Edit the listing below so that every occurrence of "wildlife count" becomes "habitat survey". Leave all other text unchanged.

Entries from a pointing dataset
►
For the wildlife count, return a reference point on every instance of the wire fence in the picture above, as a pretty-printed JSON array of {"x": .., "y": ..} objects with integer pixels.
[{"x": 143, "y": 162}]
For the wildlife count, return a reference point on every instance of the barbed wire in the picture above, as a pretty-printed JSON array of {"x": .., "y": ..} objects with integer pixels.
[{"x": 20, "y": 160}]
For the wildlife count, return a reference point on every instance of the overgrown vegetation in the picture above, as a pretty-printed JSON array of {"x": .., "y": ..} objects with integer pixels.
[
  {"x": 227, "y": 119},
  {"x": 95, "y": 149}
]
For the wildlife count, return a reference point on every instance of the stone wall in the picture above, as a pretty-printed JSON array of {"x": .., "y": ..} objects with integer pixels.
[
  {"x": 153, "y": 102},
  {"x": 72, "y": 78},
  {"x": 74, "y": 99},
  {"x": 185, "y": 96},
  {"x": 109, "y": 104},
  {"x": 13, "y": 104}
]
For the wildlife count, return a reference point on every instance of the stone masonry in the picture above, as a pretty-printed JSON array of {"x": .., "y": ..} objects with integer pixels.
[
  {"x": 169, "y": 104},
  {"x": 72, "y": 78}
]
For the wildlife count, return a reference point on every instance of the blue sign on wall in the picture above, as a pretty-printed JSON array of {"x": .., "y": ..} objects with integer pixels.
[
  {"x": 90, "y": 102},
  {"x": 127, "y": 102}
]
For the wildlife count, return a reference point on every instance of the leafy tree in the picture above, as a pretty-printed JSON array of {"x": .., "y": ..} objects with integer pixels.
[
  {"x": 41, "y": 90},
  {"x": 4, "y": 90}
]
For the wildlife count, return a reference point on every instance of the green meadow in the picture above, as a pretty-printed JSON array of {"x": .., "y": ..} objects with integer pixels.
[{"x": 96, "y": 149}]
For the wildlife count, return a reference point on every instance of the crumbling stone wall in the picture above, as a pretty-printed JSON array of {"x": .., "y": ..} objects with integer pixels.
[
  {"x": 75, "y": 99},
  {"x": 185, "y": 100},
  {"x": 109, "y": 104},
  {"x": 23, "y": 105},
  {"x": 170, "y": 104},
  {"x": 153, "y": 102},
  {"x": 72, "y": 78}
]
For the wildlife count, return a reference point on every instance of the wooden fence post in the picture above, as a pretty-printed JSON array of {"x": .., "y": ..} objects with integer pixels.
◄
→ **Solution to this problem**
For the habitat survey, return a reference point on every instance of the wire fence in the picture above, as a pretty-printed JSON array of {"x": .., "y": ..} objects with integer pixels.
[{"x": 143, "y": 162}]
For the habitat survey, return a reference point on every instance of the barbed wire in the picture above, as a pretty-printed JSON array of {"x": .., "y": ..} objects with integer pixels.
[{"x": 20, "y": 160}]
For the habitat survey, return a reference point on every instance of the overgrown vegetation in the picture above, as a pretty-printed JSON array of {"x": .., "y": ..} objects with integer pixels.
[
  {"x": 227, "y": 119},
  {"x": 95, "y": 149}
]
For the habitat survey, return a reference point on every instance of the stone wall in the picture above, as a pretty-printed JSON array of {"x": .., "y": ..} objects with integer pixels.
[
  {"x": 153, "y": 102},
  {"x": 72, "y": 78},
  {"x": 74, "y": 99},
  {"x": 185, "y": 96},
  {"x": 109, "y": 104},
  {"x": 13, "y": 104}
]
For the habitat survey, return a reference point on every instance of the stone masonry in the picture above, as a pretty-printed JSON array of {"x": .., "y": ..} objects with integer pixels.
[
  {"x": 169, "y": 104},
  {"x": 72, "y": 78}
]
For the habitat survey, return a reference point on every instance of the blue sign on wall in the picture above, as a pretty-printed JSON array of {"x": .., "y": ..} objects with integer pixels.
[
  {"x": 90, "y": 102},
  {"x": 127, "y": 102}
]
For the habitat survey, return a reference point on every instance of the leafy tree in the picture above, as a pretty-printed JSON array of {"x": .., "y": ..} objects with integer pixels.
[
  {"x": 41, "y": 90},
  {"x": 4, "y": 90}
]
For the habitat survey, return a reference point on every instance of the green meadow in the picture above, as a pretty-printed JSON array of {"x": .., "y": ..} objects with integer pixels.
[{"x": 96, "y": 149}]
For the habitat survey, return a reference point on every instance of the crumbling stone wall in the picture above, as a pretty-printed JSON array of {"x": .., "y": ..} objects with integer pixels.
[
  {"x": 75, "y": 99},
  {"x": 185, "y": 100},
  {"x": 109, "y": 104},
  {"x": 23, "y": 105},
  {"x": 170, "y": 104},
  {"x": 153, "y": 102},
  {"x": 72, "y": 78}
]
For the habitat survey, return a reference point on every instance of the wooden fence post in the picture above, as a pretty-printed JSON array of {"x": .., "y": ..} objects with integer pixels.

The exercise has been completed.